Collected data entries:
════════════════════

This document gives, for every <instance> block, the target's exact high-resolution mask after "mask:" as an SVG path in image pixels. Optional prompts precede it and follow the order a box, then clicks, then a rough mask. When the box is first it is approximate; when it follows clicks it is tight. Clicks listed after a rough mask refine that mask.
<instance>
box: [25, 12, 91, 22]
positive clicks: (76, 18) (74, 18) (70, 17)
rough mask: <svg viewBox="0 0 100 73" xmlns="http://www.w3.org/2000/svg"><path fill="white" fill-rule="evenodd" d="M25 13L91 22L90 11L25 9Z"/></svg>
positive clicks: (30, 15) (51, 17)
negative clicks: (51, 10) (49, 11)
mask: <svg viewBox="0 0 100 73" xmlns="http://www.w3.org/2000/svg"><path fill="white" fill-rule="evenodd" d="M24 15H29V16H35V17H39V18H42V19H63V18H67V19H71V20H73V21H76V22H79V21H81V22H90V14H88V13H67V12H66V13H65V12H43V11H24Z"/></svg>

════════════════════

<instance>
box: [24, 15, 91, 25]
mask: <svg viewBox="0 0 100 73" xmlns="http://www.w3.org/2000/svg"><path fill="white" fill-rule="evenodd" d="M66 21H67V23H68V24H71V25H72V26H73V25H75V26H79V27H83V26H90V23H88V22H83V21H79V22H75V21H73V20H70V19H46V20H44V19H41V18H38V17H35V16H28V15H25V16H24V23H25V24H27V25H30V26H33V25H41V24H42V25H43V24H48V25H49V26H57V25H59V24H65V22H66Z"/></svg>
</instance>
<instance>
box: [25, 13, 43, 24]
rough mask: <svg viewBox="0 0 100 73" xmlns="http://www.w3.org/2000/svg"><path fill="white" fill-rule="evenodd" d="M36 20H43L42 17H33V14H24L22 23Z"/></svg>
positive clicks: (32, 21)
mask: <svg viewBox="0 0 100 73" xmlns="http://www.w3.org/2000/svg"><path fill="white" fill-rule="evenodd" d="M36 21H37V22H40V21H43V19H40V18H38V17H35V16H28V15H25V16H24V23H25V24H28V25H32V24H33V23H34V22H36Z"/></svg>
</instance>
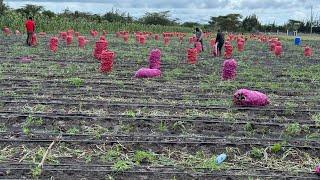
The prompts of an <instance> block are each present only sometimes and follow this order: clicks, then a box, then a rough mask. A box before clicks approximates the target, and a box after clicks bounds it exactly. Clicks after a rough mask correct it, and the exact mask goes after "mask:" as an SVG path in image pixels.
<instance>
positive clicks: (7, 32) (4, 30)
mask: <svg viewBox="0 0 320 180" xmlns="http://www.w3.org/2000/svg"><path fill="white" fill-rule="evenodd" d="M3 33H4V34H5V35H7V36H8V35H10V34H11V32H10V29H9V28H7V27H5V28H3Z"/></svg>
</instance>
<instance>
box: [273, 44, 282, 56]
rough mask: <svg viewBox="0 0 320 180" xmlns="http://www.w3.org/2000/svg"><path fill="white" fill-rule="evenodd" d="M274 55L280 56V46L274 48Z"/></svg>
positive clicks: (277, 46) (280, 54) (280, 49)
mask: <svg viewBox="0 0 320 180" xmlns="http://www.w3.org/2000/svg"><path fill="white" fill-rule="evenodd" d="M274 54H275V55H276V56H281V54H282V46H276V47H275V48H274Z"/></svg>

════════════════════

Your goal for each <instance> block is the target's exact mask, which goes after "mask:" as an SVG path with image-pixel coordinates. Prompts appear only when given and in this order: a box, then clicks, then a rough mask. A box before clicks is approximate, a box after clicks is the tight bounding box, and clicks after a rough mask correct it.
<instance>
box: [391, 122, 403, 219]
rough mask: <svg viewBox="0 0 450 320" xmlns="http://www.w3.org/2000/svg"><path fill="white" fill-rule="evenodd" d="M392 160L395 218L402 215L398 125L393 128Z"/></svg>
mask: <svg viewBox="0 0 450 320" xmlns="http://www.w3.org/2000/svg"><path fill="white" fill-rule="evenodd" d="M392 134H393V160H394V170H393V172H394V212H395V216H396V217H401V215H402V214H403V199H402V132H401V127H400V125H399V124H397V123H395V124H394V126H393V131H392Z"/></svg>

════════════════════

Lines to set down from above: the line with "This document gives, for", the line with "positive clicks: (76, 18) (74, 18) (70, 17)", and every line between, each exactly as written.

**Task answer:**
This document gives, for every <instance> block, the target's exact high-resolution mask after "mask:" as an SVG path in image pixels. Optional prompts precede it and follow the order a box, then clicks, then a rough mask. When the box is first it is approximate; when it follows clicks it is tight. Clicks listed after a rough mask refine that mask.
<instance>
box: [25, 12, 91, 22]
positive clicks: (76, 18) (74, 18) (70, 17)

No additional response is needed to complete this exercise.